(Entries from a pointing dataset)
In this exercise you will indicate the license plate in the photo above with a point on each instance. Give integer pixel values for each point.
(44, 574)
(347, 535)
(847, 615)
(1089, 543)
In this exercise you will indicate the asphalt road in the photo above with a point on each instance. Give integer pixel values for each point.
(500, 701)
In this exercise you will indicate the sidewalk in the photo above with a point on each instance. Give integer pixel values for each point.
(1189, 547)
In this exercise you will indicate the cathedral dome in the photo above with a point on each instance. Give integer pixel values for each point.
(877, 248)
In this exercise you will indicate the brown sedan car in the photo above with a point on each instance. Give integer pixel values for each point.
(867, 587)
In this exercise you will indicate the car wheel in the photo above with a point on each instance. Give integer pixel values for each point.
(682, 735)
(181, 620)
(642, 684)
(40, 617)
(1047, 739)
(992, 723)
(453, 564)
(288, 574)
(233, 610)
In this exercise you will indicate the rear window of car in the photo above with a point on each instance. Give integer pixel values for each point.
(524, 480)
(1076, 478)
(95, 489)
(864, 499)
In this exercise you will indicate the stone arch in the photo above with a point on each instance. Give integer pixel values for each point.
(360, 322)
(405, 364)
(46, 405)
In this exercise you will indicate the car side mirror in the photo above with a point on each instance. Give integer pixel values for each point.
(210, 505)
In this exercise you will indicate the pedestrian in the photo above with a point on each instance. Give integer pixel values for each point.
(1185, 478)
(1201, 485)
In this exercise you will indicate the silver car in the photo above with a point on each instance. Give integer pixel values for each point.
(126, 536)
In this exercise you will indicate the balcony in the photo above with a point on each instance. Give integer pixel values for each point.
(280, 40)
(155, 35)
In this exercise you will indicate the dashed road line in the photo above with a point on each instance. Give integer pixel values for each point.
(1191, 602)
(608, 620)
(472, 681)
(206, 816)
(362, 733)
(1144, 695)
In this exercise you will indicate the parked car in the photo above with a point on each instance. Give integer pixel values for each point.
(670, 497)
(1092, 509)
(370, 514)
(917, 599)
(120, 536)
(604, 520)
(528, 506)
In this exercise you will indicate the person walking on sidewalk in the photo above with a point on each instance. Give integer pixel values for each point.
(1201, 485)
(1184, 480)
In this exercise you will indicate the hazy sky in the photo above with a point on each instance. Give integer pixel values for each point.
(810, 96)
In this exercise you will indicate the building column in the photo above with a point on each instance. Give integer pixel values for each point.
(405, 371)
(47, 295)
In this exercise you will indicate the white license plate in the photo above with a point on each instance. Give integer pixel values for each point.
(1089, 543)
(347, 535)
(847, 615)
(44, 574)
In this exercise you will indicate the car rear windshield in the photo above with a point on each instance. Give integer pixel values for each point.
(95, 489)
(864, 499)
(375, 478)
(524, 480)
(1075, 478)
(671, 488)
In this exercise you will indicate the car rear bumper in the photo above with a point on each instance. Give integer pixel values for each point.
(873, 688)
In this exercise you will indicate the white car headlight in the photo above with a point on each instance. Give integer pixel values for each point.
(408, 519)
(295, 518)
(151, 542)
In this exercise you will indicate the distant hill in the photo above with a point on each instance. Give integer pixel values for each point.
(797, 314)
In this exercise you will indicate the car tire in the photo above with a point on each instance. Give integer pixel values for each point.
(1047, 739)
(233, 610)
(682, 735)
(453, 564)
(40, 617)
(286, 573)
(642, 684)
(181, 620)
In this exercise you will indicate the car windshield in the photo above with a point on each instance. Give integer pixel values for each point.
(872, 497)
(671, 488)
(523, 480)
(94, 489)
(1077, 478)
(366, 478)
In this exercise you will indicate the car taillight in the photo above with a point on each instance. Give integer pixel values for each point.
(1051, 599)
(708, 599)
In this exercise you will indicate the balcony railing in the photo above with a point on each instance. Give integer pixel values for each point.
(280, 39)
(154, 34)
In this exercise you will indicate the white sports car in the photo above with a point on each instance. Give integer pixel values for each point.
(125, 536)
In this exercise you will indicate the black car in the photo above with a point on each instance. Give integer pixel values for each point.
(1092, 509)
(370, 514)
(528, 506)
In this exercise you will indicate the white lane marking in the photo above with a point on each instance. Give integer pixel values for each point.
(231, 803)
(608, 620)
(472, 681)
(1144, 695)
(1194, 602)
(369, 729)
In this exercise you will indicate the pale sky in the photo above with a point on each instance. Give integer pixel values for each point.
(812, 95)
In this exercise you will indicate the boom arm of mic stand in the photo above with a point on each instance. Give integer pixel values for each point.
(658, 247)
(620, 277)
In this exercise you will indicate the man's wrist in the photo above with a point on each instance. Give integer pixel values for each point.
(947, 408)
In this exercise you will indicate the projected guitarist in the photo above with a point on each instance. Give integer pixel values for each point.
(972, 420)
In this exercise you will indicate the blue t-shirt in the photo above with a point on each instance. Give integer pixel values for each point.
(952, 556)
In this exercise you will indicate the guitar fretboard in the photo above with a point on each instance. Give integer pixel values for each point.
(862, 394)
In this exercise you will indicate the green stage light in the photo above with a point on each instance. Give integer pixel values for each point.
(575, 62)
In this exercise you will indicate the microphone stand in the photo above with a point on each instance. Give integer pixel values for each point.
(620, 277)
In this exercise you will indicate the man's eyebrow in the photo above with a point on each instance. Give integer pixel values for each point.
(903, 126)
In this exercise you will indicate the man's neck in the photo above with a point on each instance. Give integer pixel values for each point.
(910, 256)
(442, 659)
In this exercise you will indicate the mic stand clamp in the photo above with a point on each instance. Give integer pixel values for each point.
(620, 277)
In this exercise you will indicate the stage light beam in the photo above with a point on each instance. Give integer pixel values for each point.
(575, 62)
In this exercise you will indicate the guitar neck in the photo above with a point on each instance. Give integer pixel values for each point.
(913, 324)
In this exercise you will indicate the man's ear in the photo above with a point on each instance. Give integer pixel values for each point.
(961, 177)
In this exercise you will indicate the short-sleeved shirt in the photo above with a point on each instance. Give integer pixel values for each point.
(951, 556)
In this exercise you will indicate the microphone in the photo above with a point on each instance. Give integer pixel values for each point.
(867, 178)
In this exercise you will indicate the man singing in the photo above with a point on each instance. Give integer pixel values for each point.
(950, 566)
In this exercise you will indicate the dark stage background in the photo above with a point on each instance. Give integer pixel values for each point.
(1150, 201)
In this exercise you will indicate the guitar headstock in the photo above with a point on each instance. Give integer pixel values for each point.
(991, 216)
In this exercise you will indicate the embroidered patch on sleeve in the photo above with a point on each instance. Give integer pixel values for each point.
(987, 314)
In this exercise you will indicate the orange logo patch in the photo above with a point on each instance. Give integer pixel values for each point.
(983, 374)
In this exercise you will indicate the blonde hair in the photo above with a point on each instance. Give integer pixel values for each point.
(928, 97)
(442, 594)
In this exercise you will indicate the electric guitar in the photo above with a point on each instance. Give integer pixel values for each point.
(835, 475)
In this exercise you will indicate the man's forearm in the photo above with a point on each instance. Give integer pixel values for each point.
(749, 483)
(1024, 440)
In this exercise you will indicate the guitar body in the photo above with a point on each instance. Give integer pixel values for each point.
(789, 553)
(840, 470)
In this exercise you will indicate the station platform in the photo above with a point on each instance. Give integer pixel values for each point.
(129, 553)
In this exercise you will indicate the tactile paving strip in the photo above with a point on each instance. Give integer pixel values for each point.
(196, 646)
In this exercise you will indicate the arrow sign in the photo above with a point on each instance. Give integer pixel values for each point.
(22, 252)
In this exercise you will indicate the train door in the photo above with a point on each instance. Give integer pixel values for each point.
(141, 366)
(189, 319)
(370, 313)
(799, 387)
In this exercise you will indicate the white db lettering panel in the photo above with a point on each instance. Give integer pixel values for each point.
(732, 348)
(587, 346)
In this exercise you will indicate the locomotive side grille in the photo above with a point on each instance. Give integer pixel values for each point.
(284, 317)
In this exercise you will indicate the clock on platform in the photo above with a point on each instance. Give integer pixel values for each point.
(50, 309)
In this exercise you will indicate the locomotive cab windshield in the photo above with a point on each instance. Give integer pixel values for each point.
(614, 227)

→ WORK INSTRUCTIONS:
Can you repeat, word for word, the lines of the material that start with the line containing "In this exercise you will indicate the locomotive cab" and go on through the end of the material?

→ RESPONSE:
In this exercise you will indicate the locomotive cab windshield in the photo above with a point on each instance. Give integer pixel values for each point.
(614, 227)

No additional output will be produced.